Предлагая эти размышления, мы, разумеется, ни в коей мере не претендуем на то, чтобы представить сколько-нибудь развернутую и завершенную теорию сознания. Отрицая интенциональный характер его актов, мы, может показаться, противоречим тому, что по этому поводу утверждает большинство современных мыслителей. Но мы тем не менее имеем в виду сознание не как оторванную действительность, но лишь как субъектный смысл того бытования и действия, которое является сознательным (или бытования и действия, свойственных человеку).
Открывая сознание в совокупности человеческих динамизмов как утвержденное свойство поступка, мы пытаемся, однако, понимать его в неразрывности с тем же поступком, динамизмом и причинностью личности. Такой тип понимания или интерпретации сознания (в значении, как сказано выше, субстантивном и субъектном) охраняет нас от признания того же сознания как некоего самостоятельного субъекта.
Признание же сознания в качестве некоего самостоятельного субъекта могло бы открыть дорогу к его абсолютизации, а в последующем в результате этого – и к идеализму, коль скоро сознание-абсолют признается единственным субъектом всех смыслов, которые в конечном счете сводятся к нему же (в таком случае esse = регcipi[21]). Однако подобного рода рассуждения здесь для нас только попутные. Сознание интересует нас относительно личности и ее причинности – именно такое сознание мы стараемся охарактеризовать, говоря о той функции отражения и высвечивания, которая присуща отдельным актам сознания и всей сумме (или результирующей) этих актов.
Следует добавить, что эта сумма (или же результирующая) актов сознания имеет решающее значение для актуальных состояний сознания. Субъектом такого состояния является, однако, не сознание, но человек, о котором мы верно говорим, что он находится в сознании или же без сознания, что он бывает в полном сознании или же не в полном и т.п. Само по себе сознание не является субстанциальным субъектом сознательностных актов, не живет отдельно в качестве сущностного субстрата переживаний и не обладает властью.
Впрочем, подробное разъяснение этого тезиса выходит за пределы тематики данного исследования и относится к психологии или же к соответствующему разделу антропологии. Однако даже из того, что уже было сказано о характере сознания, следует, что оно полностью исчерпывает себя в своих актах, а также в их сознательностной специфике, с которой связано отражение как нечто такое, что отличается от познавательной объективации.
Человек не только познавательно входит в мир объектов и даже обнаруживает себя в этом мире в качестве одного из таких объектов, но еще и обладает всем этим миром в сознательностном отражении, которым он живет наиболее внутренне и личностно. Ибо сознание не только отражает, но и особым образом интериоризирует [uwewnętrznia], делает внутренним то, что оно отражает, предоставляя всему этому место в собственном «я» личности.
Но здесь мы прикасаемся к еще одной и, пожалуй, более глубокой функции сознания, о которой следует сказать особо. А сейчас нам предстоит ответить на вопрос, каким образом эта интериоризация возникает и проистекает из сознания, из той одновременно отражающей и высвечивающей функции, которую мы обнаружили в нем прежде. Во всяком случае, в свете вышесказанного полнее вырисовывается сознание поступка, а вместе с ним – и сознание личности. Мы утверждали, что оно является чем-то иным по сравнению с тем, что свидетельствует о поступке как о сознательном действии. Сознание поступка – отражение, одно из множеств отражений, которые складываются в смысловую совокупность сознания личности. Это вот отражение обладает самим по себе сознательностным характером и не основано на деятельной объективации ни поступка, ни личности, хотя образ и этого поступка, и этой личности в нем наверняка есть.

### Записи для задания
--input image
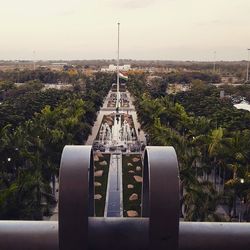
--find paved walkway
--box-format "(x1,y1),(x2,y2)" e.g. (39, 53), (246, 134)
(50, 91), (145, 220)
(104, 153), (123, 217)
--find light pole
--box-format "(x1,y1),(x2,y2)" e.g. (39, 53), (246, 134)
(213, 51), (216, 74)
(246, 49), (250, 83)
(116, 22), (120, 111)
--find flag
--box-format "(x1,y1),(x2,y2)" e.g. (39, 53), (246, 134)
(119, 72), (128, 80)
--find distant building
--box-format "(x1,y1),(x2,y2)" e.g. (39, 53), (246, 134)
(167, 83), (191, 94)
(101, 64), (131, 72)
(221, 76), (239, 84)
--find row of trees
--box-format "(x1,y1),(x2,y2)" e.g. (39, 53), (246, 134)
(128, 72), (250, 221)
(0, 71), (113, 220)
(0, 67), (83, 83)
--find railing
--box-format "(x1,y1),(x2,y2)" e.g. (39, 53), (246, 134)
(0, 146), (250, 250)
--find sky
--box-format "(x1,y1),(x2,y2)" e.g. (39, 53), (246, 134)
(0, 0), (250, 61)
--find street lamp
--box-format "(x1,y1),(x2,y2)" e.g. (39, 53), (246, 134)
(246, 49), (250, 83)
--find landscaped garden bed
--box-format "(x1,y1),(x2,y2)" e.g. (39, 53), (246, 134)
(122, 154), (142, 217)
(94, 152), (110, 217)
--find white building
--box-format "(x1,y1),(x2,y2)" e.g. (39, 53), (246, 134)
(101, 64), (131, 72)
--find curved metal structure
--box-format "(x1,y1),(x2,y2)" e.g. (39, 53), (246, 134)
(59, 146), (94, 250)
(142, 147), (179, 250)
(0, 146), (250, 250)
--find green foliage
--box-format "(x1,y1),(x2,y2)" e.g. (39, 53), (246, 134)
(0, 71), (112, 220)
(129, 72), (250, 221)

### Выполните задания
A. Перепишите фрагмент о сознании от слов «Следует добавить, что» до слов «не обладает властью.» включительно, изменив «решающее значение» на «первостепенное значение».
B. Оформите записи от их начала до строки с «(116, 22), (120, 111)» включительно как CSV с двумя столбцами, «запрос» и «ответ»: по одной строке на каждый запрос, текст запроса и ответ в отдельных полях в кавычках, переносы строк заменены пробелами. Остальные записи и изображения в ответ не включайте.

### Ответы ниже
A.
Следует добавить, что эта сумма (или же результирующая) актов сознания имеет первостепенное значение для актуальных состояний сознания. Субъектом такого состояния является, однако, не сознание, но человек, о котором мы верно говорим, что он находится в сознании или же без сознания, что он бывает в полном сознании или же не в полном и т.п. Само по себе сознание не является субстанциальным субъектом сознательностных актов, не живет отдельно в качестве сущностного субстрата переживаний и не обладает властью.

B.
запрос,ответ
"--input image --find paved walkway --box-format ""(x1,y1),(x2,y2)"" e.g. (39, 53), (246, 134)","(50, 91), (145, 220) (104, 153), (123, 217)"
"--find light pole --box-format ""(x1,y1),(x2,y2)"" e.g. (39, 53), (246, 134)","(213, 51), (216, 74) (246, 49), (250, 83) (116, 22), (120, 111)"